TEXT UNDER STUDY:
> ## Documentation Index
> Fetch the complete documentation index at: https://docs.together.ai/llms.txt
> Use this file to discover all available pages before exploring further.

# How to run nanochat on Instant Clusters⚡️

> Learn how to train Andrej Karpathy's end-to-end ChatGPT clone on Together's on-demand GPU clusters

## Overview

[nanochat](https://github.com/karpathy/nanochat) is Andrej Karpathy's end-to-end ChatGPT clone that demonstrates how a full conversational AI stack, from tokenizer to web UI, can be trained and deployed for \$100 on 8×H100 hardware. In this guide, you'll learn how to train and deploy nanochat using Together's [Instant Clusters](https://api.together.ai/clusters).

The entire process takes approximately 4 hours on an 8×H100 cluster and includes:

* Training a BPE tokenizer on [FineWeb-Edu](https://huggingface.co/datasets/HuggingFaceFW/fineweb-edu)
* Pretraining a base transformer model
* Midtraining on curated tasks
* Supervised fine-tuning for conversational alignment
* Deploying a FastAPI web server with a chat interface

## Prerequisites

Before you begin, make sure you have:

* A Together AI account with access to [Instant Clusters](https://api.together.ai/clusters)

STORED DATA:
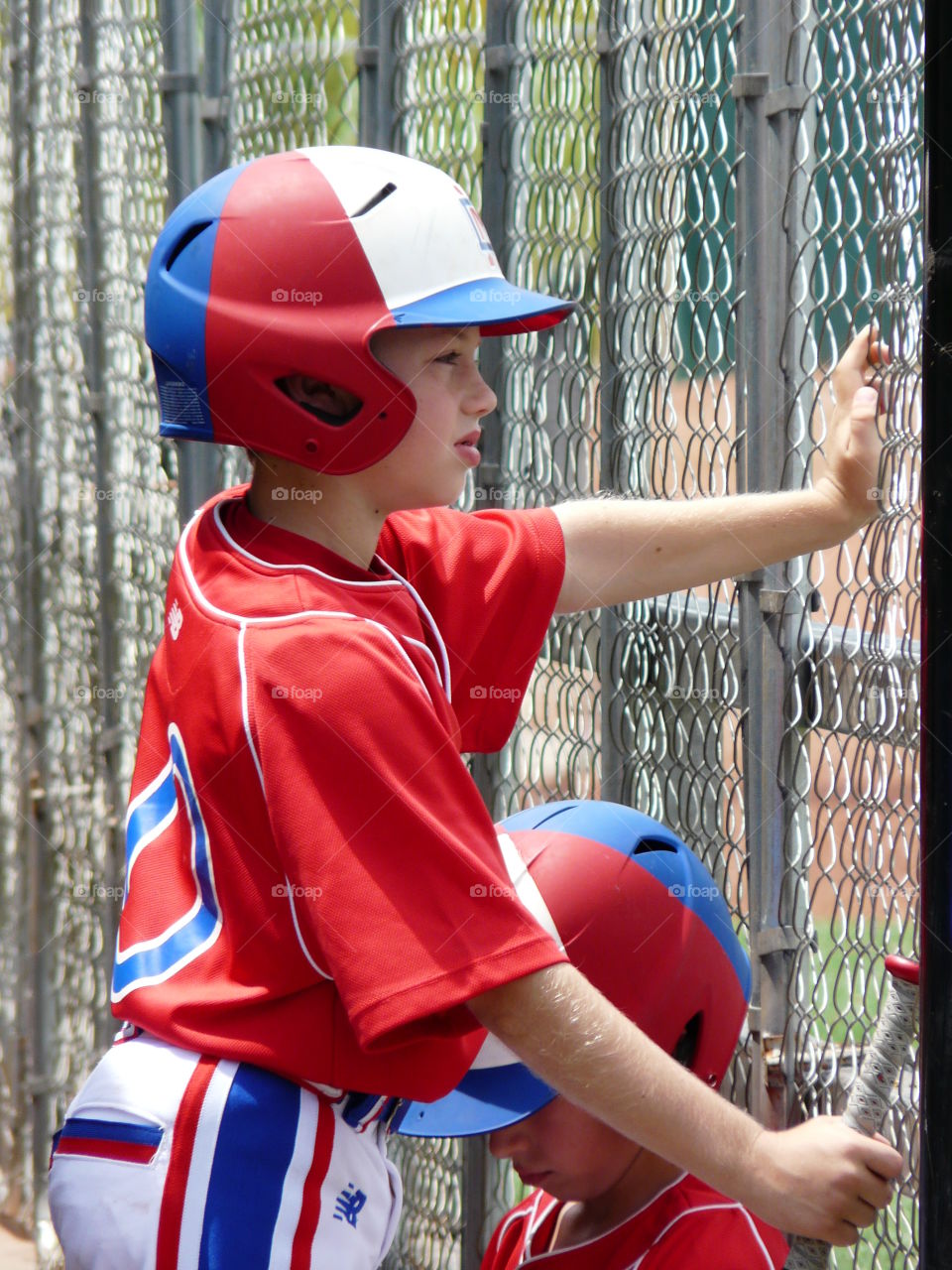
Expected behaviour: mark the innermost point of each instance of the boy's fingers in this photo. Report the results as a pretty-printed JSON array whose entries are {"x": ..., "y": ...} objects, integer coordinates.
[{"x": 865, "y": 402}]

EXERCISES:
[A] Say whether each statement agrees with the nanochat guide. Answer yes or no for each, and quote the deciding words from the guide.
(i) The whole process takes about 4 hours on an 8×H100 cluster.
(ii) The last step deploys a Flask web server.
(iii) Supervised fine-tuning is done for conversational alignment.
[B] Rewrite the part of the nanochat guide that opens with the words containing "The entire process" and closes with "to [Instant Clusters](https://api.together.ai/clusters)", swapping "approximately" for "roughly".
[C] Extend the nanochat guide, starting from its last line.

TASK RESULTS:
[A]
(i) Yes: "The entire process takes approximately 4 hours on an 8×H100 cluster"
(ii) No: "Deploying a FastAPI web server with a chat interface"
(iii) Yes: "Supervised fine-tuning for conversational alignment"

[B]
The entire process takes roughly 4 hours on an 8×H100 cluster and includes:

* Training a BPE tokenizer on [FineWeb-Edu](https://huggingface.co/datasets/HuggingFaceFW/fineweb-edu)
* Pretraining a base transformer model
* Midtraining on curated tasks
* Supervised fine-tuning for conversational alignment
* Deploying a FastAPI web server with a chat interface

## Prerequisites

Before you begin, make sure you have:

* A Together AI account with access to [Instant Clusters](https://api.together.ai/clusters)

[C]
* Basic familiarity with SSH and command line operations
* `kubectl` installed on your local machine ([installation guide](https://kubernetes.io/docs/tasks/tools/))

# Training nanochat

## Step 1: Create an Instant Cluster

First, let's create an 8×H100 cluster to train nanochat.

1. Log into [api.together.ai](https://api.together.ai)
2. Select **GPU Clusters** in the top navigation menu
3. Select **Create Cluster**
4. Select **On-demand** capacity
5. Choose **8xH100** as your cluster size
6. Enter a cluster name (e.g., `nanochat-training`)
7. Select **Slurm on Kubernetes** as the cluster type
8. Choose your preferred region
9. Create a shared volume, min 1 TB storage
10. Click **Preview CLuster** and then "Confirm & Create"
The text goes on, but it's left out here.